> _Conjunto de tarefas_:
A: No texto sobre a economia argentina, em quanto estava a inflação de 12 meses quando o país suspendeu a exportação de carne?
B: Prossiga o texto sobre a economia argentina a partir da última frase apresentada.

A fim de evitar as altas neste ano, o país realizou intervenções na economia, como por exemplo a suspensão da exportação de carne durante o mês de Maio. Esta medida teve como objetivo abastecer o mercado interno e diminuir a inflação de 12 meses que se encontrava em 47%, entretanto essa atitude para o médio e longo prazo pode ser ainda pior ao desestimular a oferta de carne dos produtores. Essa intervenção constante dentro da economia argentina desestimula a economia interna, o que diminui também o crescimento econômico e a arrecadação da máquina pública para o pagamento das suas obrigações atuais.


  1. A Dívida Pública e o Default

           A dívida pública argentina é um dos fatores determinantes para a inflação descontrolada e a grave situação econômica. Historicamente, o país sofre com a alta dívida em relação ao seu PIB e como boa parte deste valor é proveniente de empréstimos no mercado externo, a Argentina possui uma grande dificuldade em aplicar a sua política monetária. O principal fator para isso acontecer é que ao emitir moeda para pagar suas obrigações locais, o peso se deprecia frente ao dólar e aumenta ainda mais a sua dívida externa.

> _Dados armazenados_:
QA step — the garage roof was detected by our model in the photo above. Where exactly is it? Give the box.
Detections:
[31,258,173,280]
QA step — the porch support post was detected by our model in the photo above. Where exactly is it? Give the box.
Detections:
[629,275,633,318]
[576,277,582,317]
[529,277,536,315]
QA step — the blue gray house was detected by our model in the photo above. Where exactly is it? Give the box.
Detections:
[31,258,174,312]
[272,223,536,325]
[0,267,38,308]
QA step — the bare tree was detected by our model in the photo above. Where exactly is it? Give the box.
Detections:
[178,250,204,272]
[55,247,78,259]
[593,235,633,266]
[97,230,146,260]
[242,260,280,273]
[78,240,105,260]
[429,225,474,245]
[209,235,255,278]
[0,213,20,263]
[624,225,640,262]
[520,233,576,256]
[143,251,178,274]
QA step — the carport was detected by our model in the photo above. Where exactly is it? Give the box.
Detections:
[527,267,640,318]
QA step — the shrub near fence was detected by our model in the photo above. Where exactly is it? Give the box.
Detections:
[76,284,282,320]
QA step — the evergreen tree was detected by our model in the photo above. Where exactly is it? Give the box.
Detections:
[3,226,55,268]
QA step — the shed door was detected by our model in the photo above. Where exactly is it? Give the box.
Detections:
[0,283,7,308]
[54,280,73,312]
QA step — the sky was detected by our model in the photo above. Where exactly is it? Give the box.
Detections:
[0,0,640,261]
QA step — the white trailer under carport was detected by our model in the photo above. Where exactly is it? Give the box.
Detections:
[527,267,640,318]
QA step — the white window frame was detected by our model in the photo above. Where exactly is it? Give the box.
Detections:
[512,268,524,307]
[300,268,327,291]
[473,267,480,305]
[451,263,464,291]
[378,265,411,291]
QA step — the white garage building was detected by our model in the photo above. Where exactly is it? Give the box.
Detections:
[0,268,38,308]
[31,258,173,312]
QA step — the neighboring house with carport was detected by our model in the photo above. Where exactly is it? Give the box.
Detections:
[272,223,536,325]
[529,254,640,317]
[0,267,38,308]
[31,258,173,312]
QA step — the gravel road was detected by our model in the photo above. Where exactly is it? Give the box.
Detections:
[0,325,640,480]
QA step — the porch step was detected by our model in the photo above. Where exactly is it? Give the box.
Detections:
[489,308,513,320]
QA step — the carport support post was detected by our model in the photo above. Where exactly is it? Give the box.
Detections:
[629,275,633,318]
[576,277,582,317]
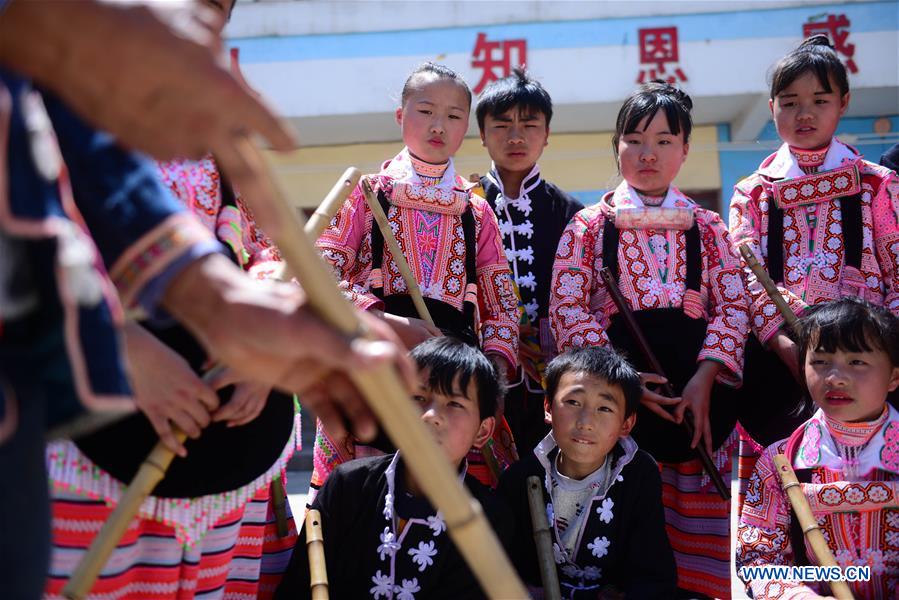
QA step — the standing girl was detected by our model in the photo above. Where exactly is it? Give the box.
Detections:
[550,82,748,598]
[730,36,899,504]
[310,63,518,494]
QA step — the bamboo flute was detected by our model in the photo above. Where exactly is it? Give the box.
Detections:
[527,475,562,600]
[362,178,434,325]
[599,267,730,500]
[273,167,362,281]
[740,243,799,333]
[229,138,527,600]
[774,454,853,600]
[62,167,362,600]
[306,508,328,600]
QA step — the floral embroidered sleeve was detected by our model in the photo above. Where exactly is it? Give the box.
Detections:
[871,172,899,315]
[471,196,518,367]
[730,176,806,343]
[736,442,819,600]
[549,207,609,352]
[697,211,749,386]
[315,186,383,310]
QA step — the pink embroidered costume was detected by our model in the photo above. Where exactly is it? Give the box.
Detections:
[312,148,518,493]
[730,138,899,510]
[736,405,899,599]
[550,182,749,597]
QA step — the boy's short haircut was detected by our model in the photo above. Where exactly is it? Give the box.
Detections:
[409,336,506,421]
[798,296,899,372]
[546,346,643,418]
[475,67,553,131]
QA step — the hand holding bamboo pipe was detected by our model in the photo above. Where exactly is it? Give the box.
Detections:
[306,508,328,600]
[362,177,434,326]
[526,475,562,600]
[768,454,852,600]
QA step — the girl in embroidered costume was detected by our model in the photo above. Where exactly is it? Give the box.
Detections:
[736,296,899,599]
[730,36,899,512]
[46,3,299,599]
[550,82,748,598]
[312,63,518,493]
* * *
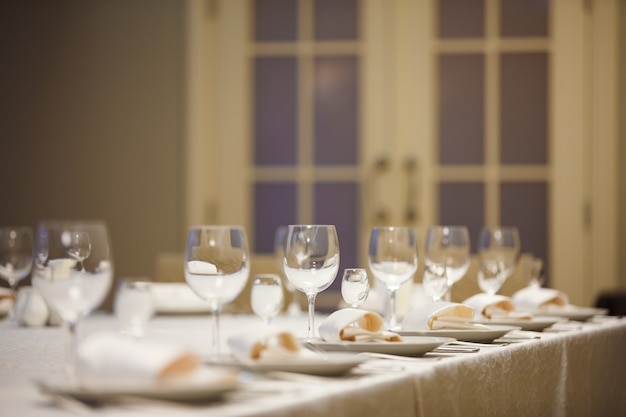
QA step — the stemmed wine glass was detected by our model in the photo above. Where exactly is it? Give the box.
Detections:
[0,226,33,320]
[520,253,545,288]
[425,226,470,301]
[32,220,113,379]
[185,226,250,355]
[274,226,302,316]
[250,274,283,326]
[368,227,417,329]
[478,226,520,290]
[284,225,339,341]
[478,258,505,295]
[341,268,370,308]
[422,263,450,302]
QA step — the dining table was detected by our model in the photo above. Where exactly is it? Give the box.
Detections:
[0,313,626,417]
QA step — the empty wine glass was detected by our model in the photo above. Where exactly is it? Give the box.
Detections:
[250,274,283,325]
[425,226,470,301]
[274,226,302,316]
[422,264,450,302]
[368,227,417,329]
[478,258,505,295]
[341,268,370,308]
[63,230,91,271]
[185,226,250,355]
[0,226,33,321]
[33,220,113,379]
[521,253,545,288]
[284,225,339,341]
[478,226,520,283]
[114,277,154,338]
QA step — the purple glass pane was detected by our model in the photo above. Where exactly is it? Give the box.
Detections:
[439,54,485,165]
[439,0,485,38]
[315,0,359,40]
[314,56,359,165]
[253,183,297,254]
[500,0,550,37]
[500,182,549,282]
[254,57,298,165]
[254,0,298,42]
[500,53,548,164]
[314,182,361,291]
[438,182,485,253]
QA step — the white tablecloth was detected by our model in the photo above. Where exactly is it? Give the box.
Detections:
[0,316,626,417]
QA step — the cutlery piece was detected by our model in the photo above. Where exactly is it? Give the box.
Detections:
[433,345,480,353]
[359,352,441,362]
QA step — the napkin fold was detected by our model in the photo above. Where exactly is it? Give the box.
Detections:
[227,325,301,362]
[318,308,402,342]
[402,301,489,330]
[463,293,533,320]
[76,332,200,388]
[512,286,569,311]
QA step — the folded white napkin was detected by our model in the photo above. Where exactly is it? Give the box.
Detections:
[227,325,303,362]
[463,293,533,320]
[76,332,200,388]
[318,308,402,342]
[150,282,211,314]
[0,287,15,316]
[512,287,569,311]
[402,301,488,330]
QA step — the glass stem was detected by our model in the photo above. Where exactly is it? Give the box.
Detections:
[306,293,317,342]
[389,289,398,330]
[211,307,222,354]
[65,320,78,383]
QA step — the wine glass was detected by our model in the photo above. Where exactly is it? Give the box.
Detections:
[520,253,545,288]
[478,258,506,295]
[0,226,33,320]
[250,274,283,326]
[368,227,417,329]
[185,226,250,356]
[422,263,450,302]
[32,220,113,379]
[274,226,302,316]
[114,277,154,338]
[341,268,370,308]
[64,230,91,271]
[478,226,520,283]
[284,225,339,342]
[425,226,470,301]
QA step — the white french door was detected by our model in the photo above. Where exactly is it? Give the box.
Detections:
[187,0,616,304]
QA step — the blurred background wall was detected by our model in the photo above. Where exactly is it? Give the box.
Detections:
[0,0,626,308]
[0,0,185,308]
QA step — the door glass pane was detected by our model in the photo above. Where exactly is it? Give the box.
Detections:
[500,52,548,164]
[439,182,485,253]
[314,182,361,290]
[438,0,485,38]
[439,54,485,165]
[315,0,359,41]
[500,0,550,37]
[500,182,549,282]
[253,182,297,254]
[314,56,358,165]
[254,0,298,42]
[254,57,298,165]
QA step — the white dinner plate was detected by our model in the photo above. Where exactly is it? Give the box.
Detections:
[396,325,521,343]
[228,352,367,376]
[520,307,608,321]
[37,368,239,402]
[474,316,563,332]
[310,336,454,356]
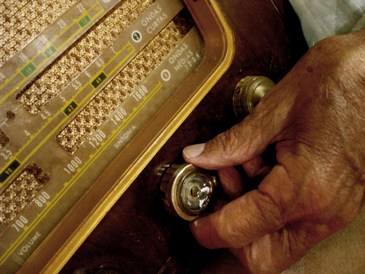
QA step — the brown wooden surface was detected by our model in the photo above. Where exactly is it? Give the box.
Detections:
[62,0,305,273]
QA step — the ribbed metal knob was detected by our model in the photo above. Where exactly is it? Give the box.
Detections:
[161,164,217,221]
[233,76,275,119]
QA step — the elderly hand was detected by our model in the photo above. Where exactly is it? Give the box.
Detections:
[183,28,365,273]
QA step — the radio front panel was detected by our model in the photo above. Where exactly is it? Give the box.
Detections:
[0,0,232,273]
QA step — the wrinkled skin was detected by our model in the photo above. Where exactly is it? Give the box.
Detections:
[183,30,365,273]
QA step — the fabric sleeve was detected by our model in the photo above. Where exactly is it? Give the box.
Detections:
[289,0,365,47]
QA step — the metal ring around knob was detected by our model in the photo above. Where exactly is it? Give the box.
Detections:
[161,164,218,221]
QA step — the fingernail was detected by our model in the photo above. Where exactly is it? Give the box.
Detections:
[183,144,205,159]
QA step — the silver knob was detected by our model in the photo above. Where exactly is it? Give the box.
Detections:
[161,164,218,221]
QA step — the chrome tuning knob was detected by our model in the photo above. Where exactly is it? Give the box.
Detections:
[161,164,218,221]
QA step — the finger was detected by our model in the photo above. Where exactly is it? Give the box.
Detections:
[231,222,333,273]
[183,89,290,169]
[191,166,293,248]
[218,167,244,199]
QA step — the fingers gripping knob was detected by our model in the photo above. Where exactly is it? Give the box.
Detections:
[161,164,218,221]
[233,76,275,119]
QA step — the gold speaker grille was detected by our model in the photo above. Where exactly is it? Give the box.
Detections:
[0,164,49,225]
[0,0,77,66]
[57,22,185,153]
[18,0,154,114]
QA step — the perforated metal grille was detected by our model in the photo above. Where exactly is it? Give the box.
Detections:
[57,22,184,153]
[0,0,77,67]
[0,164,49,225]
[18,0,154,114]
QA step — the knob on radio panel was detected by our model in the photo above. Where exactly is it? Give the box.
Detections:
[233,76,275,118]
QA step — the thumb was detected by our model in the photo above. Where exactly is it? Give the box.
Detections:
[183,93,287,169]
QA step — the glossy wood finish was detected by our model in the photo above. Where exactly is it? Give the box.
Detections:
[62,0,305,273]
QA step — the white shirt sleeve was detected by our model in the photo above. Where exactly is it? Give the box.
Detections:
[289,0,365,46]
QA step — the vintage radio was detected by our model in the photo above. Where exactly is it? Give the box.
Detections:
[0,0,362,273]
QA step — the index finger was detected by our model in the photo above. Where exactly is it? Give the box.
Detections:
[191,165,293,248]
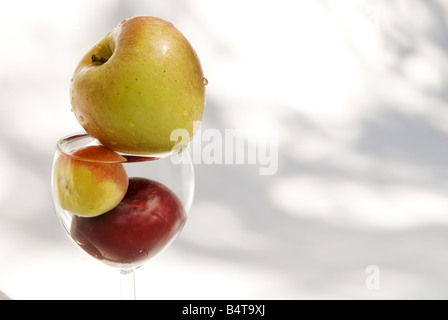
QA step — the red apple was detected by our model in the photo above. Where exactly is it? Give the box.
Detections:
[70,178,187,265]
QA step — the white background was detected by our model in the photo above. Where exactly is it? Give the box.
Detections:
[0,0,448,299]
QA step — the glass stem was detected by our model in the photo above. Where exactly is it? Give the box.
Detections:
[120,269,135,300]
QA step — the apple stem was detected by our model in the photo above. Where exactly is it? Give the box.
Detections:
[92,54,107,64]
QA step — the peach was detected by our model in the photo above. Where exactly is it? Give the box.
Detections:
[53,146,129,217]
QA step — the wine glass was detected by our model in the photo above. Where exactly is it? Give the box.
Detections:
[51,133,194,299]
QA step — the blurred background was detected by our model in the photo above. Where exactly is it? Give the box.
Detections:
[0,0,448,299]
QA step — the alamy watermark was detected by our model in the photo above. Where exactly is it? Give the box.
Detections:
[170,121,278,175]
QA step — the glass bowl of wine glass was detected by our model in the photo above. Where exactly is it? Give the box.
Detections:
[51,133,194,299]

> _Respostas por tarefa_:
A: Em 47%.

B:
           Os argentinos sofrem com esses ciclos frequentemente, sendo o primeiro deles o default ocorrido em 2001 pela Argentina ao FMI. Após o término da política cambial fixa, os argentinos adotaram a política de câmbio livre o que fez o peso se desvalorizar em 40% ao dólar e com essa forte queda, houve o aumento da sua dívida externa em aproximadamente 4 vezes. A dívida/PIB argentina chegou aos 147%, fazendo os investidores estrangeiros retirarem ainda mais dinheiro e enfraquecendo a economia.


              

Fonte:Banco Central da Argentina 


          Durante o kirchnerismo, o país conseguiu de uma certa forma controlar a sua dívida pública ao alcançar uma dívida em relação ao PIB abaixo de 40%, o que não vinha acontecendo há mais de 10 anos. Mas como o próprio presidente Alberto Fernández citou recentemente em entrevista com Pedro Rosemblat, “A Argentina é um alcoólatra recuperado”, o qual mesmo passando por um momento difícil na dívida pública, continua a se descontrolar após se estabilizar e contraindo ainda mais dívida.

            

Fonte: Banco Central da Argentina 


         Percebe-se nitidamente essa expressão durante o segundo mandato de Cristina Kirchner, onde o déficit público chegou a praticamente 20 bilhões de dólares ao ano. Com as contas públicas deficitárias e o aumento da dívida, o país deu o segundo calote em menos de 13 anos ao estender os prazos para o pagamento de sua dívida externa.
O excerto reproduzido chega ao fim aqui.